## Begin Supplied material

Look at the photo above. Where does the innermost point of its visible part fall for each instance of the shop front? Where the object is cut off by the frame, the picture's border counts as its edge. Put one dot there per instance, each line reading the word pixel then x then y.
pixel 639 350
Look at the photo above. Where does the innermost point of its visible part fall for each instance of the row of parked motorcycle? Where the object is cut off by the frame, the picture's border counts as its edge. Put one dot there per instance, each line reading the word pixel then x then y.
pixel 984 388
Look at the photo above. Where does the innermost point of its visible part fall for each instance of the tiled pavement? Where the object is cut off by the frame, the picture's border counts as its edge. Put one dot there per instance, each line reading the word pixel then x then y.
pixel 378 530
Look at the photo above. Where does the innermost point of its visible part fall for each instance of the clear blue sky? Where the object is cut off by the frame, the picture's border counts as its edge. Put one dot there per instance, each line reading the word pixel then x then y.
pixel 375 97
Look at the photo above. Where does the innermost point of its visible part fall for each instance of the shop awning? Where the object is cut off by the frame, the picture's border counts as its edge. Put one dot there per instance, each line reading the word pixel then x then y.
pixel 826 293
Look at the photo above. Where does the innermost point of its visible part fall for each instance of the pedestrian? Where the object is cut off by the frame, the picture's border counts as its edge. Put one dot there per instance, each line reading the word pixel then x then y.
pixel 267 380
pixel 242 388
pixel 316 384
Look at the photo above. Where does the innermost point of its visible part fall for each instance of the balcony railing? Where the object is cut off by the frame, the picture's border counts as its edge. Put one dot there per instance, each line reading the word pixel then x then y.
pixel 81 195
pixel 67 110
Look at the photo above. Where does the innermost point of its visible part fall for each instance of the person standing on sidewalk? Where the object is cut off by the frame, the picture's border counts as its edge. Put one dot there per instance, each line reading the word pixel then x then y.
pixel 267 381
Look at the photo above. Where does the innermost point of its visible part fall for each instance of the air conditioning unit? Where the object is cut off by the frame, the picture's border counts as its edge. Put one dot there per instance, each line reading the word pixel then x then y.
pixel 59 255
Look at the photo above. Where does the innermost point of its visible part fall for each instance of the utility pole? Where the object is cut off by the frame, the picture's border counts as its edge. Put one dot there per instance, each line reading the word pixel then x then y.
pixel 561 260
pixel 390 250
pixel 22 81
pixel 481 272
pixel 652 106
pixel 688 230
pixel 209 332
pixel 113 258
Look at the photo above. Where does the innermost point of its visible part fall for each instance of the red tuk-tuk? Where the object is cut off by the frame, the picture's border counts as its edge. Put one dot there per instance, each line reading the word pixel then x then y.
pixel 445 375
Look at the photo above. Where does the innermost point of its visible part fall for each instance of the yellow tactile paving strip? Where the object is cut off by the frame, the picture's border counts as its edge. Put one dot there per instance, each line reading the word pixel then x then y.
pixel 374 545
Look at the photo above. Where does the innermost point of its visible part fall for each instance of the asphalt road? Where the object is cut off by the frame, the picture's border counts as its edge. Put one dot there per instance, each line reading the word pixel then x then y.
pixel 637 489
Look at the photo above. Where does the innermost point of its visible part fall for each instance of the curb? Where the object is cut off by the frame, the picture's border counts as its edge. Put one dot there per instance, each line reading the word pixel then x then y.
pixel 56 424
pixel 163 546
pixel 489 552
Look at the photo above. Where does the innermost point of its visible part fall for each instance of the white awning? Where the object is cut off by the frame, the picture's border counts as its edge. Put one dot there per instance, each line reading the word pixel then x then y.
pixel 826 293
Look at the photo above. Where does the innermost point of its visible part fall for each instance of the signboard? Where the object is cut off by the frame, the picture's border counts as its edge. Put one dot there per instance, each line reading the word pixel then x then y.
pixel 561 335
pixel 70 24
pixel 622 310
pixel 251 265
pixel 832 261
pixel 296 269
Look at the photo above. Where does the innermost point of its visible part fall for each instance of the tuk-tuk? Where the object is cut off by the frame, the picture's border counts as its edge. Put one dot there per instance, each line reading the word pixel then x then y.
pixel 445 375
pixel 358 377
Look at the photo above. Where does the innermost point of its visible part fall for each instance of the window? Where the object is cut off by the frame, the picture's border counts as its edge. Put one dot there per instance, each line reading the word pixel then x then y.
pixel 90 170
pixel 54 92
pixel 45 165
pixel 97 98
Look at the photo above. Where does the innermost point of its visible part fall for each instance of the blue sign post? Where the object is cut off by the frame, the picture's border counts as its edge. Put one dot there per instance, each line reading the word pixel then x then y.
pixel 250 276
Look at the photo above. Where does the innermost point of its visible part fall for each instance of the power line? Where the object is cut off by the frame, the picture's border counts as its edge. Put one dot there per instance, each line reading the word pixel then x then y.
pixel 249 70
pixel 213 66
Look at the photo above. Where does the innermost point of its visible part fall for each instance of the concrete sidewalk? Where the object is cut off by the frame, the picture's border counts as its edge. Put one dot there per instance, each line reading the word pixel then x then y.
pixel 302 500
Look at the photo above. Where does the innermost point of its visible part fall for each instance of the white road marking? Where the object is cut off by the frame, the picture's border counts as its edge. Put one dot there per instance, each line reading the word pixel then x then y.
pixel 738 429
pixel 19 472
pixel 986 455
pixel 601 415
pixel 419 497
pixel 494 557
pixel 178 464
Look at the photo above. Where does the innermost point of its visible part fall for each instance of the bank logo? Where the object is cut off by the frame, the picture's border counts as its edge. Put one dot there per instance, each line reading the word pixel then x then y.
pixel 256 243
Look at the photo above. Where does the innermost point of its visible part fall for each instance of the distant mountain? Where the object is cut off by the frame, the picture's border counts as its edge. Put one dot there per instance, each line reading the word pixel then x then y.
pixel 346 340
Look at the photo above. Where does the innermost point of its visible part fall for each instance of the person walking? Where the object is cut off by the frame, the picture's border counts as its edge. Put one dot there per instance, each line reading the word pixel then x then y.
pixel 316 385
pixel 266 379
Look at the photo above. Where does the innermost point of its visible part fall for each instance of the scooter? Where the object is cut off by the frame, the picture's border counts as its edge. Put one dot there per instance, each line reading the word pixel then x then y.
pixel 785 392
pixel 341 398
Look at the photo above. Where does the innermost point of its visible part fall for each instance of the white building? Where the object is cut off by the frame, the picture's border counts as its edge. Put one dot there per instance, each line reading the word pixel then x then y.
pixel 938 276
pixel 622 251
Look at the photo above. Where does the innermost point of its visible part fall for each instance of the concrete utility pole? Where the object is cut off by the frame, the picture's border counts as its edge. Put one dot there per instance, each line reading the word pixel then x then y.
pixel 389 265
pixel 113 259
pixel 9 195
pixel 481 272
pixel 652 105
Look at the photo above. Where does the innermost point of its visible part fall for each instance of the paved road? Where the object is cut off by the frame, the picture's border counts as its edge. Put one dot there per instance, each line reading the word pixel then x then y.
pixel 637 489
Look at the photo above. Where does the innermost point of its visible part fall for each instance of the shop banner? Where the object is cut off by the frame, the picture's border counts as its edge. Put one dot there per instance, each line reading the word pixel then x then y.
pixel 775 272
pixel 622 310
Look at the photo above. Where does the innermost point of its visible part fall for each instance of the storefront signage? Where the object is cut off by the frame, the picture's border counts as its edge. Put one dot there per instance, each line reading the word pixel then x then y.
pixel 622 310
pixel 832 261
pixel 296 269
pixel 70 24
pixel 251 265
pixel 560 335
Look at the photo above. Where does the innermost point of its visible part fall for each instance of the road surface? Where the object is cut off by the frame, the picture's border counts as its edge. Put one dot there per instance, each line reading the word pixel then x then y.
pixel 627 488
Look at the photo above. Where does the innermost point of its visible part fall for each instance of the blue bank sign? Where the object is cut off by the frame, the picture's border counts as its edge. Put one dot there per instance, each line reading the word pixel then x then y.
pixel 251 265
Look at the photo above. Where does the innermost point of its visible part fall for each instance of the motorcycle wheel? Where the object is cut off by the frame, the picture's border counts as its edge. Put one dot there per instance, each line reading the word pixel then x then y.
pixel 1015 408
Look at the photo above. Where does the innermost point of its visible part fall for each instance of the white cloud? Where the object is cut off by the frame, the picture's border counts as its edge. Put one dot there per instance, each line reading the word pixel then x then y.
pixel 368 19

## End Supplied material

Copy the lines of the listing word for word, starting with the line that contains "of the pedestrian?" and stopping after the line that contains "pixel 316 384".

Look at the photo above. Where does the innermost point of its visible part fall for each instance of the pedestrian? Where the object is cut off by the frame, the picture's border counts as its edge. Put one dot there per instance, each line reading the word pixel then x then y.
pixel 267 380
pixel 242 388
pixel 316 384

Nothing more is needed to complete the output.